▶ Work required
Your answer should consist of the lines below that hold the word "black".
───── Input records ─────
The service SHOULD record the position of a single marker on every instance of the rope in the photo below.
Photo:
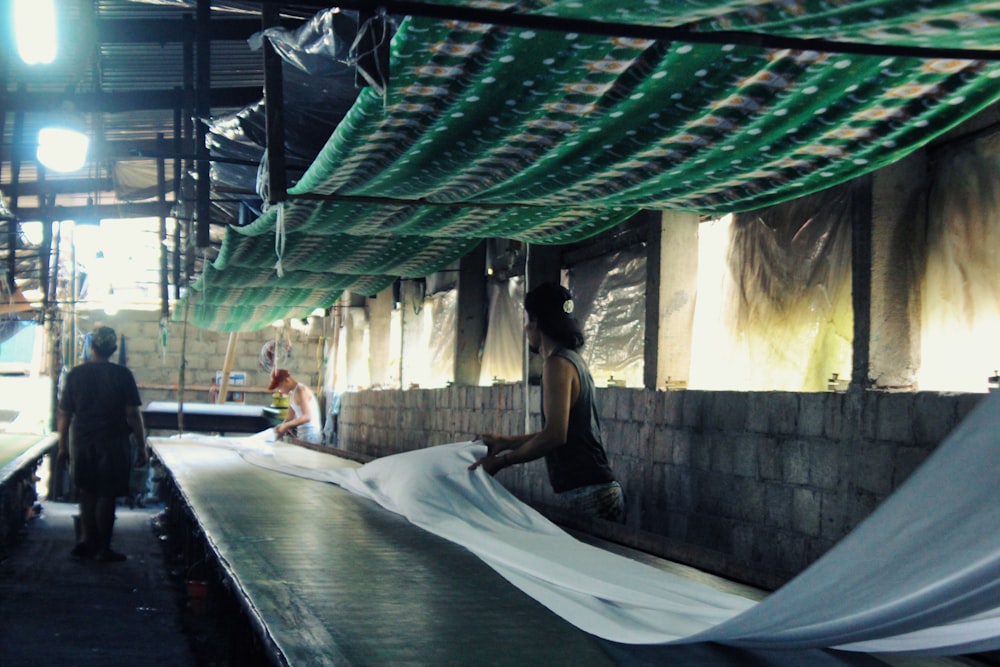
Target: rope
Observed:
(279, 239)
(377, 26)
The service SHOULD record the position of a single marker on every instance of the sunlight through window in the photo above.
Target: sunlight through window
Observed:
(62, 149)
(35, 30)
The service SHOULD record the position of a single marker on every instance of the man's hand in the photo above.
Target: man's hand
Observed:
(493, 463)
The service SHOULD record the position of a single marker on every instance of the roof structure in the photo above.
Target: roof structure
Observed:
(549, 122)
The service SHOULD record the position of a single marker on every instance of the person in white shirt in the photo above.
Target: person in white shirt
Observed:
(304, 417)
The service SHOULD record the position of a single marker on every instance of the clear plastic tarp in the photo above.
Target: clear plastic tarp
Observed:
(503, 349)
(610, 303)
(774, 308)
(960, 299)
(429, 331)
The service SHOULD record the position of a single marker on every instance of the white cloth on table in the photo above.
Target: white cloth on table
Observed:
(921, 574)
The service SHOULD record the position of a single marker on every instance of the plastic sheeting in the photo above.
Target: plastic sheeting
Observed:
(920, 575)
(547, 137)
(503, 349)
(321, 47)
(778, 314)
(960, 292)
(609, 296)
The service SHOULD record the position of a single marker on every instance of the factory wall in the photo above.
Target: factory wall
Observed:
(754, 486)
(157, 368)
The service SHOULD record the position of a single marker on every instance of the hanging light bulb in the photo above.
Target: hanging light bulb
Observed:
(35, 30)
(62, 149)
─────
───── Input records ─────
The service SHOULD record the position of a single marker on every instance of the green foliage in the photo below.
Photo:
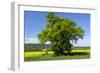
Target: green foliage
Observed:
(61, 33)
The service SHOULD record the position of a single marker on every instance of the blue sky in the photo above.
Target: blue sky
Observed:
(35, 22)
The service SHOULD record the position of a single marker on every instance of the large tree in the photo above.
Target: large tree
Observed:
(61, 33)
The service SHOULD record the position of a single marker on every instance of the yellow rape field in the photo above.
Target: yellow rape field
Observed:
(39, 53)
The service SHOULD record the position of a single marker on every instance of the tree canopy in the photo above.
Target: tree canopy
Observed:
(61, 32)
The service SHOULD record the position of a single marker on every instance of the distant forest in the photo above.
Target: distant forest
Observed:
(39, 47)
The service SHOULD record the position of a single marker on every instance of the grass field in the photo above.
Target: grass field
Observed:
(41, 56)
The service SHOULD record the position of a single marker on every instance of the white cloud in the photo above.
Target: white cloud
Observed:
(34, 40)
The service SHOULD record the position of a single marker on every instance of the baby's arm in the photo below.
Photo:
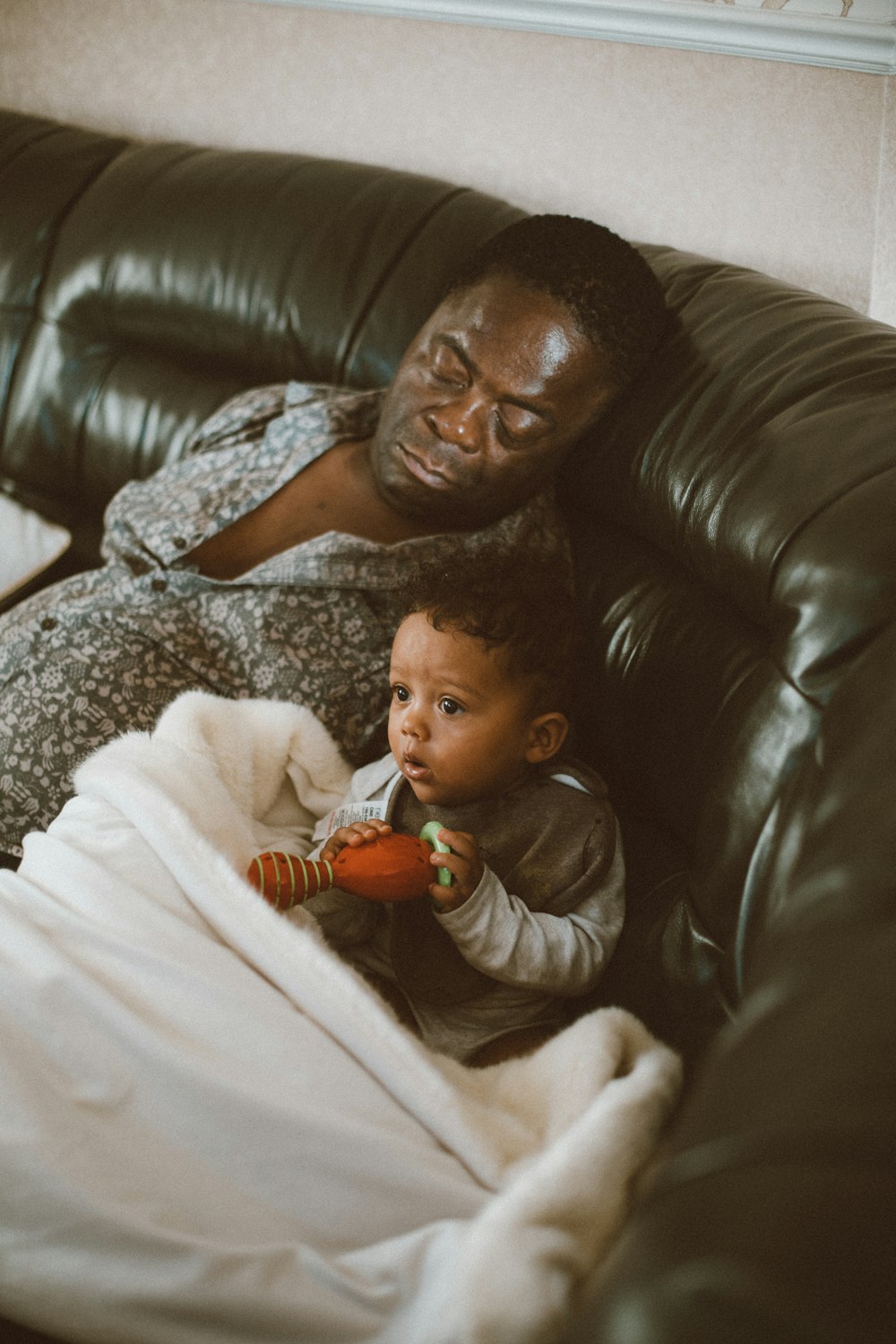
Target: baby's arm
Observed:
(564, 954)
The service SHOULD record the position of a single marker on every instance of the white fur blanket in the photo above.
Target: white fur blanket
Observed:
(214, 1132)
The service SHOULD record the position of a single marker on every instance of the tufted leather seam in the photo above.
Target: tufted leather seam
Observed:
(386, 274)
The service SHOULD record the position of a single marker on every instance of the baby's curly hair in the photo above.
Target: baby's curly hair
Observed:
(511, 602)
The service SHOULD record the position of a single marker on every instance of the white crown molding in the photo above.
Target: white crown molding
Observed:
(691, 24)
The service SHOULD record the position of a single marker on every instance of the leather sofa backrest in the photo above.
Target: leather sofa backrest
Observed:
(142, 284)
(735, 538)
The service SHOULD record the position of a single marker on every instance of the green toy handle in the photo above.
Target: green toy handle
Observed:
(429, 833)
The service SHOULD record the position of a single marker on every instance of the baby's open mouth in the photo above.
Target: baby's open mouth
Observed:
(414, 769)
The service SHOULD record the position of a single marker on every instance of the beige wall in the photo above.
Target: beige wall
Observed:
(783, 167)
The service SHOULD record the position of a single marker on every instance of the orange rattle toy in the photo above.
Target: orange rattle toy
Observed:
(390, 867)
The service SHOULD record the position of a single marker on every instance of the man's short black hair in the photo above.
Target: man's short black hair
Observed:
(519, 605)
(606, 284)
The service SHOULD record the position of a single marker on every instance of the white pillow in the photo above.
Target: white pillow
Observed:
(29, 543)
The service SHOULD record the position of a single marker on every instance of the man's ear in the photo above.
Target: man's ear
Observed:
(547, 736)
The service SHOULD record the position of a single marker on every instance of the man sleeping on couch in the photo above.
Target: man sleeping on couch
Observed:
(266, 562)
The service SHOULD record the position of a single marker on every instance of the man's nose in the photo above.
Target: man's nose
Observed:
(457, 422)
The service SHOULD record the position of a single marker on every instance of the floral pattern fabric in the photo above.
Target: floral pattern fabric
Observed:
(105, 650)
─────
───── Input records ─────
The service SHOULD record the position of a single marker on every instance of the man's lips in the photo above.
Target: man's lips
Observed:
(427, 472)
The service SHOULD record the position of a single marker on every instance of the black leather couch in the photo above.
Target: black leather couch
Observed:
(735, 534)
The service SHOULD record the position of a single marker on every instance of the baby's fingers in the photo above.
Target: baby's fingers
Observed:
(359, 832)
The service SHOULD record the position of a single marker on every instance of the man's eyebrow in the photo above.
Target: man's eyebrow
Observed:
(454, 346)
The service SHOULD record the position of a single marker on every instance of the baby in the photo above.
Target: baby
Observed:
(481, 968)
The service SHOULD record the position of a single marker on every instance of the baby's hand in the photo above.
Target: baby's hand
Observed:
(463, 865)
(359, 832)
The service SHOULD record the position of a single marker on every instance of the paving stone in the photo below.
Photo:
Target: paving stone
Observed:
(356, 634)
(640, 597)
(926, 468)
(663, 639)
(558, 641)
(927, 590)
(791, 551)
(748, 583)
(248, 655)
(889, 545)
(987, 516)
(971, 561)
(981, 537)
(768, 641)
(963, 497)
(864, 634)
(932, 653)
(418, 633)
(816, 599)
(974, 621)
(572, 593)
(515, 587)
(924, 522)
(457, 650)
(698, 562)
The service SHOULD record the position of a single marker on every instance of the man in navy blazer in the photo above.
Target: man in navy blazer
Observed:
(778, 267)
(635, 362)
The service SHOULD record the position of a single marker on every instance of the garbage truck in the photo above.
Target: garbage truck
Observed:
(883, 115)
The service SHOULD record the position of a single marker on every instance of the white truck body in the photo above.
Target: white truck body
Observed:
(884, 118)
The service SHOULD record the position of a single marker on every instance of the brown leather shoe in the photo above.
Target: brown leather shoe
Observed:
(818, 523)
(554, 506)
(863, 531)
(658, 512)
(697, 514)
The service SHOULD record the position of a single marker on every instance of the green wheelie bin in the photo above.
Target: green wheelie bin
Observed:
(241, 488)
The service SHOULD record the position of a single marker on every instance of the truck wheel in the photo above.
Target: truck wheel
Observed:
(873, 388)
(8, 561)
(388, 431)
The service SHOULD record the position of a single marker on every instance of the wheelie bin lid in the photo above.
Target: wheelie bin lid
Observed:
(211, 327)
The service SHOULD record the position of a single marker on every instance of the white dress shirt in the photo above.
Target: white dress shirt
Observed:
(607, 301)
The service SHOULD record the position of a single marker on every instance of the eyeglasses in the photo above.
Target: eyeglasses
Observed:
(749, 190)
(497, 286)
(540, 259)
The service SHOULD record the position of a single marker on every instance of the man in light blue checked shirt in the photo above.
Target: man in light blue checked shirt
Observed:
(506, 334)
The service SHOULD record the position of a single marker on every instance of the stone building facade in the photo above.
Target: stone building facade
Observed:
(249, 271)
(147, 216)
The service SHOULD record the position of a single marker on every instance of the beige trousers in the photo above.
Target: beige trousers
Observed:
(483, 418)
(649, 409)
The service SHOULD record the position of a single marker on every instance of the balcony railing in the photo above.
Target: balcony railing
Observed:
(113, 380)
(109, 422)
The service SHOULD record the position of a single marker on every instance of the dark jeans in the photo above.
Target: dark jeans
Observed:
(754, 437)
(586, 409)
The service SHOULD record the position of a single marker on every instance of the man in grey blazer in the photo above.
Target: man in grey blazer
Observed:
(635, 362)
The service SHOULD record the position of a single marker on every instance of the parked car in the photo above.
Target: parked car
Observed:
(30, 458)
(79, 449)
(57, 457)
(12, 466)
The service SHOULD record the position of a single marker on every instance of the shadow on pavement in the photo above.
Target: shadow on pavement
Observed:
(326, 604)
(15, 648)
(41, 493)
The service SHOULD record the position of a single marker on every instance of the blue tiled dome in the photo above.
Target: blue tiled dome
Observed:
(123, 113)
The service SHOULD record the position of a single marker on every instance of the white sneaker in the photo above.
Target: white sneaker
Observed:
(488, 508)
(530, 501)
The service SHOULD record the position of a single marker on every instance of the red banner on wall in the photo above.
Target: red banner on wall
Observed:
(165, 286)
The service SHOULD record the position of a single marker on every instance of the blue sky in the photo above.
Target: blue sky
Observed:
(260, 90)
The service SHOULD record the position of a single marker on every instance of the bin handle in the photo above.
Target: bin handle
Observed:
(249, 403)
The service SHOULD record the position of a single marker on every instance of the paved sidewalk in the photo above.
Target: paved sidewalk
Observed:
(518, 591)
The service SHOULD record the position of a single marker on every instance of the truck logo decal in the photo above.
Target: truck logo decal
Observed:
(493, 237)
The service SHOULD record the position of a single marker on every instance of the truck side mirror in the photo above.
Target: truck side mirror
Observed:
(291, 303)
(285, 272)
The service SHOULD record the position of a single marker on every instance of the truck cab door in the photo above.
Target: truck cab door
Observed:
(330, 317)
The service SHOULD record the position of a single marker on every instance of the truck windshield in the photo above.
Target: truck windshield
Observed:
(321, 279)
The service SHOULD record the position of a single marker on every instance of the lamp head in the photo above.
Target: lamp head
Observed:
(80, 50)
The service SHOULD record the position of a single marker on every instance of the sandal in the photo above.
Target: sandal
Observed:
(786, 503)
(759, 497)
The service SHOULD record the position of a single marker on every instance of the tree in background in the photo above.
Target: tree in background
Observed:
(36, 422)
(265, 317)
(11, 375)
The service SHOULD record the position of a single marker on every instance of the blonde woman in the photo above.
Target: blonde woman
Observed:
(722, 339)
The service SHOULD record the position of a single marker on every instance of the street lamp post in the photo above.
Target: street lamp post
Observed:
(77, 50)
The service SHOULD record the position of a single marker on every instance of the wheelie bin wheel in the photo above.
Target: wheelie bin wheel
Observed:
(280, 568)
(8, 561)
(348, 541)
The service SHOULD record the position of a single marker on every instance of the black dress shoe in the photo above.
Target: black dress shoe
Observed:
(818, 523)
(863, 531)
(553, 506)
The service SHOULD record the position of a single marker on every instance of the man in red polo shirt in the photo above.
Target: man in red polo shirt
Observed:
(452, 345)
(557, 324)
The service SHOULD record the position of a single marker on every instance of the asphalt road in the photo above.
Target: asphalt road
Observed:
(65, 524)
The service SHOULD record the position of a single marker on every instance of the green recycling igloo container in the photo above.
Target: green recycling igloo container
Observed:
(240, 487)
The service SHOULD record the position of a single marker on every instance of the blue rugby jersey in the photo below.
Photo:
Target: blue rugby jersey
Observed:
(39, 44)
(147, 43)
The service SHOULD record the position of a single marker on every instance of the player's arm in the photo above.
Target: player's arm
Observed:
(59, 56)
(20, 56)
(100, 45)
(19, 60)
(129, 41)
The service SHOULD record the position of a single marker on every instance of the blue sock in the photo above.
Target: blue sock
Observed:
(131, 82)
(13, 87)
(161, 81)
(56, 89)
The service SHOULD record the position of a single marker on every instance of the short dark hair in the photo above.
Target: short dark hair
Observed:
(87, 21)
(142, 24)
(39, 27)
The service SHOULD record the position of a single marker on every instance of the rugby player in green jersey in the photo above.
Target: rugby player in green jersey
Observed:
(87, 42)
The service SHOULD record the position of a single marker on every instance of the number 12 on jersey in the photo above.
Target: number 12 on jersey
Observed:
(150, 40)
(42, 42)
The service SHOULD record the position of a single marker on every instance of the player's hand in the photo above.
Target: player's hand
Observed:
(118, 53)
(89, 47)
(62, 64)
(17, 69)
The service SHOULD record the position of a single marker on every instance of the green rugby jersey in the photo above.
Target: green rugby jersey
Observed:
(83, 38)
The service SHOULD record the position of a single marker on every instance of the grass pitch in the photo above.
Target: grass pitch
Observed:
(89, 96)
─────
▶ Solution for this task
The service SHOULD record the position of a single marker on every instance of the man's short black hair in the photo above.
Target: man's short black hair
The service SHOULD record the position of a single marker on every instance of the black leather couch in the photo above.
Target: black leather couch
The service SHOULD record the position of a single marker on every instance of the black dress shoe in the photo above.
Target: black dress shoe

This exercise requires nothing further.